SET PROBLEM: Please rewrite the records from the line with "Task: point to every instance of the nose." through the end of the records, changing "white dress shirt" to "white collared shirt" and leaving everything else the same.

EXERCISE INPUT:
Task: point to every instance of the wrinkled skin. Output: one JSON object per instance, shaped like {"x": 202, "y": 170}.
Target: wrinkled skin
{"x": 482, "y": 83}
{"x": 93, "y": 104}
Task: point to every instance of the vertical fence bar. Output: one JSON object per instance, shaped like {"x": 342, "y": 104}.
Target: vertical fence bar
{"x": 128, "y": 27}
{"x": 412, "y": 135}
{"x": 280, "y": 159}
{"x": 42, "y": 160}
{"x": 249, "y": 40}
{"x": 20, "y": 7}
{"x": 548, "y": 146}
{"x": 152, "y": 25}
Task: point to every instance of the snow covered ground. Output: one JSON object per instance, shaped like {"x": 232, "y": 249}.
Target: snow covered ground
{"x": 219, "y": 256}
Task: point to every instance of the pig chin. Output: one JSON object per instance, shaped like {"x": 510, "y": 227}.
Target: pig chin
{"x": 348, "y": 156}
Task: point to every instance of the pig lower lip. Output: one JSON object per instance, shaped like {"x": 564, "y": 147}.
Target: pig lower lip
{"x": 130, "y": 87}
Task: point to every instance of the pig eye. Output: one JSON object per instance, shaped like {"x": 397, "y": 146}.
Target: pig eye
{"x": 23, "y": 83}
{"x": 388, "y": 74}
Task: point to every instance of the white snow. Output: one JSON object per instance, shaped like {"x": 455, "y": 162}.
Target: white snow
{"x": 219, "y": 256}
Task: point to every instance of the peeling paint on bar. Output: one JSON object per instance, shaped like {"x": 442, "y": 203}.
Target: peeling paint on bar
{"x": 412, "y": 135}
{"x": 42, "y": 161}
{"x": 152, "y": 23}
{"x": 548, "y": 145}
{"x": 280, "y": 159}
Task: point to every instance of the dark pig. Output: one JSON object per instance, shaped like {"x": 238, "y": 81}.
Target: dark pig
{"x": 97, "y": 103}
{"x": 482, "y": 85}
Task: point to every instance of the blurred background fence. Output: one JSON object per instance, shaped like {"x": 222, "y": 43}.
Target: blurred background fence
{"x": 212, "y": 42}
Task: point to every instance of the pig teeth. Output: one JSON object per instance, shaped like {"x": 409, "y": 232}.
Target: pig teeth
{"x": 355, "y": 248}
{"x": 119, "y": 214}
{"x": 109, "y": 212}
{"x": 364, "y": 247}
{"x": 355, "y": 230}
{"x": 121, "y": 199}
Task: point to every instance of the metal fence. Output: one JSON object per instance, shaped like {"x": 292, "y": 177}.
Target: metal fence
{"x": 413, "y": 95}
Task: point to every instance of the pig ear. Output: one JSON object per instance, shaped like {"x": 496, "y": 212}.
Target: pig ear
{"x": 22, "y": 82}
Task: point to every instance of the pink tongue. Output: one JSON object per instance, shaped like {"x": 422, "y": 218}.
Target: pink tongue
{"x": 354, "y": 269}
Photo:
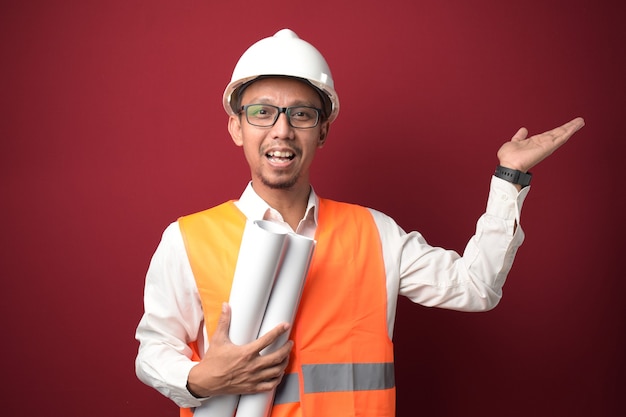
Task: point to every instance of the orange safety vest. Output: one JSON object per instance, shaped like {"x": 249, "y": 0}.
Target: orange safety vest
{"x": 341, "y": 363}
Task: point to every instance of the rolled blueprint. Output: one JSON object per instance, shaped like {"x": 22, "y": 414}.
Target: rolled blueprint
{"x": 260, "y": 254}
{"x": 281, "y": 308}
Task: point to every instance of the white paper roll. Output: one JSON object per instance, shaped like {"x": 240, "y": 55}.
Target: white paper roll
{"x": 261, "y": 252}
{"x": 282, "y": 307}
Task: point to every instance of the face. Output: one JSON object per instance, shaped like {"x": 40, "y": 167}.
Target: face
{"x": 279, "y": 156}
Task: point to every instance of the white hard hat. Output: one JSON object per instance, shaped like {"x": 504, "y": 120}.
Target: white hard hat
{"x": 283, "y": 54}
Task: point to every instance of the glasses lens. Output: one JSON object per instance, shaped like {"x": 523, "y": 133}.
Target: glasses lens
{"x": 265, "y": 115}
{"x": 261, "y": 115}
{"x": 303, "y": 116}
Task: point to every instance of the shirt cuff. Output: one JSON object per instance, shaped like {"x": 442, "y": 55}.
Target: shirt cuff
{"x": 504, "y": 200}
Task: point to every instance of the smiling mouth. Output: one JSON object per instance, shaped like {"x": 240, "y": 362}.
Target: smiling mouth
{"x": 278, "y": 156}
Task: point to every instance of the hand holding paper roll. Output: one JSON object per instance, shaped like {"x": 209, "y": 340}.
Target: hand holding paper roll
{"x": 231, "y": 369}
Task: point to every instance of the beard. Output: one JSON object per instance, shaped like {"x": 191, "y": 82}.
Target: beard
{"x": 279, "y": 183}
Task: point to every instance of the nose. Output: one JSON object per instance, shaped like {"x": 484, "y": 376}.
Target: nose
{"x": 282, "y": 129}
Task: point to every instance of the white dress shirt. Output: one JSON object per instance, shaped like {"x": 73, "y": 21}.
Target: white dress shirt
{"x": 427, "y": 275}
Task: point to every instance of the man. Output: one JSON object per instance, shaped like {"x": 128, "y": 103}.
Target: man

ANSWER TO THIS TASK:
Task: point to every instance of the nose. Output: one JSON object per instance, shaped like {"x": 484, "y": 376}.
Target: nose
{"x": 282, "y": 129}
Task: point to every instance of the white collared shirt. Output: one JSON object per instance, shaped like {"x": 73, "y": 21}.
Target: white collared shirt
{"x": 427, "y": 275}
Task: point to every instance of the man. Output: one JSON object per instance, shaped like {"x": 128, "y": 103}.
Target: man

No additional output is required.